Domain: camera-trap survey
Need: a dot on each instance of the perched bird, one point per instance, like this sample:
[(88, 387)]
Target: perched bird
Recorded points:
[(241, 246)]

........

[Task item]:
Copy each line of the listing that contains "perched".

[Solution to this task]:
Need: a dot on each instance of the perched bird, one point per instance, like this sample:
Target: perched bird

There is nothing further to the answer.